WHAT IS NEEDED :: Arrange the items below as a numbered list, starting with the line that contains "of the doorway" and continuing through the last line of the items. Leave out any blank lines.

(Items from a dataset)
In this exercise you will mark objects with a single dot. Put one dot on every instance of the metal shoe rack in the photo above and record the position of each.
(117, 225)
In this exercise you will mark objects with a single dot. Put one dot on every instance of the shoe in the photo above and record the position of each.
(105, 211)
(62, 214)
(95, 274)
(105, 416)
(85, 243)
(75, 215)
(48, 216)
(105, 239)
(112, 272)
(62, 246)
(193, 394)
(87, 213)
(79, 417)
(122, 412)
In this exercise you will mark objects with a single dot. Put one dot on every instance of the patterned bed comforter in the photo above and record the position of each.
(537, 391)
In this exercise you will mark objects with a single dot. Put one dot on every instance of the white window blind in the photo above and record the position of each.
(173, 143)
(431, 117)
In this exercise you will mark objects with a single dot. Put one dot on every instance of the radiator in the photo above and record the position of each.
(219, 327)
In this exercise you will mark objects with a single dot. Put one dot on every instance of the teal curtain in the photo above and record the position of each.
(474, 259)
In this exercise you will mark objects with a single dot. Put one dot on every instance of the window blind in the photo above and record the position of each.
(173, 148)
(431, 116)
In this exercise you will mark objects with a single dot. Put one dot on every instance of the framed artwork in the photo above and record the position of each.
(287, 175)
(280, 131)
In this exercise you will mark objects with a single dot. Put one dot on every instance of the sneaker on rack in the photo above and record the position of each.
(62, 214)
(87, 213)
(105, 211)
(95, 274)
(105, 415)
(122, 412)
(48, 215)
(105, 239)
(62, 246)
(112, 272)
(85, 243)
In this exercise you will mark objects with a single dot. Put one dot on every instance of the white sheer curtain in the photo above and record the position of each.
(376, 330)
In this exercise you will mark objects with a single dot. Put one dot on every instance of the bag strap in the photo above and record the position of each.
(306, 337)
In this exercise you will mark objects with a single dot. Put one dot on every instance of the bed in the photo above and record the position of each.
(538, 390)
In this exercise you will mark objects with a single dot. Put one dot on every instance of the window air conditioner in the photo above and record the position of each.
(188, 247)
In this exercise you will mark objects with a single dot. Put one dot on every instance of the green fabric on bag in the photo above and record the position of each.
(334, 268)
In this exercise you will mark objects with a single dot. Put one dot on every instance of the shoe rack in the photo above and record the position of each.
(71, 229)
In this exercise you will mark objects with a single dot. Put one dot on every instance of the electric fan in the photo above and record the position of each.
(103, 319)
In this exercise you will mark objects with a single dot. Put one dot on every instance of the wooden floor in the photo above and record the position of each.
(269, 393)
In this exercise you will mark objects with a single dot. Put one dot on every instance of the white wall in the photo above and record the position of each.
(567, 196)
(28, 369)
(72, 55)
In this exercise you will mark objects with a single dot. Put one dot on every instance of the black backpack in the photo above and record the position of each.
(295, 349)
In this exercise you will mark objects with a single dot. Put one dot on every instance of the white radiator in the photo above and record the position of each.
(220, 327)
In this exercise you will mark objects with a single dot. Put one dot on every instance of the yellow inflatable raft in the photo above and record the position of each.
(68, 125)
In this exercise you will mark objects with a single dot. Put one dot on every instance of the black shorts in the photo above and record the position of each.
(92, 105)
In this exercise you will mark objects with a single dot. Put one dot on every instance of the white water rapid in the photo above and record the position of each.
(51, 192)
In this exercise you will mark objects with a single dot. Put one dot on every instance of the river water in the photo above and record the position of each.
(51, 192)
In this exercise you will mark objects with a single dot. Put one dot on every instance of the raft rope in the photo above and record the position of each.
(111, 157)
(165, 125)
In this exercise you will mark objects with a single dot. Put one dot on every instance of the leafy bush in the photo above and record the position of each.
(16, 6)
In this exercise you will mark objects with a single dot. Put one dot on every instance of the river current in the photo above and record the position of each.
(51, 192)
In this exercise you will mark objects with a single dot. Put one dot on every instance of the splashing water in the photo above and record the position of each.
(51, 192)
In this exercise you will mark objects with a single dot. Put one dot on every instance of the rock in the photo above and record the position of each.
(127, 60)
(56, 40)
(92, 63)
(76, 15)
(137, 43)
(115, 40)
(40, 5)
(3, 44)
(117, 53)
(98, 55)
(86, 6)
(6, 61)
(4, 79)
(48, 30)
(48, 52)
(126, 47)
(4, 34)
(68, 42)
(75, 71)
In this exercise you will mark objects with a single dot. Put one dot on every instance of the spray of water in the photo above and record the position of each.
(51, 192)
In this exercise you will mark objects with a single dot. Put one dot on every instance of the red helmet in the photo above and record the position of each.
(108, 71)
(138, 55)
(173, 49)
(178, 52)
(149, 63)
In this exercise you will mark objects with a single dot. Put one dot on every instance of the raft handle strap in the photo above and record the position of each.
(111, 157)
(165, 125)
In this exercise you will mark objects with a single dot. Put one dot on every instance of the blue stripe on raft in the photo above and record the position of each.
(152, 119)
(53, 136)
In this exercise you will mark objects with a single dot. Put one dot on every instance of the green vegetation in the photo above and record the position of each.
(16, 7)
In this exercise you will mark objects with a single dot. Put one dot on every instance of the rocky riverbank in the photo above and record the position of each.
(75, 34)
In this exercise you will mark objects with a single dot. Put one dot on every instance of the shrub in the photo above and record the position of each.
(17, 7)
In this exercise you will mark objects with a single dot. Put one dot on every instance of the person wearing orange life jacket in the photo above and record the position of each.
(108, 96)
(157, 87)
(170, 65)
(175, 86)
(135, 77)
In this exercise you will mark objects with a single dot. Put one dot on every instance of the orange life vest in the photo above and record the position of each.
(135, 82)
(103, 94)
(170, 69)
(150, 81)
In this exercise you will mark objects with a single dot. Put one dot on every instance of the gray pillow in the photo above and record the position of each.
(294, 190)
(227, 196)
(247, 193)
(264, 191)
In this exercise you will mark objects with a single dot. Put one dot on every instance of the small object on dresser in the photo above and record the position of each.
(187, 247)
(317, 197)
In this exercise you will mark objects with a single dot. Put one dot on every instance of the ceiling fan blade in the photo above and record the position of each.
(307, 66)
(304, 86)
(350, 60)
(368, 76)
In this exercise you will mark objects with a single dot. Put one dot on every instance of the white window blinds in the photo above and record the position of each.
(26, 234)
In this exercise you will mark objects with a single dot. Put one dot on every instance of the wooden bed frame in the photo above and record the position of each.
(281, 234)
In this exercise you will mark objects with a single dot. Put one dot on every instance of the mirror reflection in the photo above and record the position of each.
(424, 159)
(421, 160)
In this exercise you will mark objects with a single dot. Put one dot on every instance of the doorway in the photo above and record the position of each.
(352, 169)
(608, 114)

ANSWER FOR THIS EXERCISE ::
1. In this exercise you will mark objects with a single dot. Put one dot on every instance of the doorway in the photo above and record the position of each.
2. (352, 169)
3. (608, 114)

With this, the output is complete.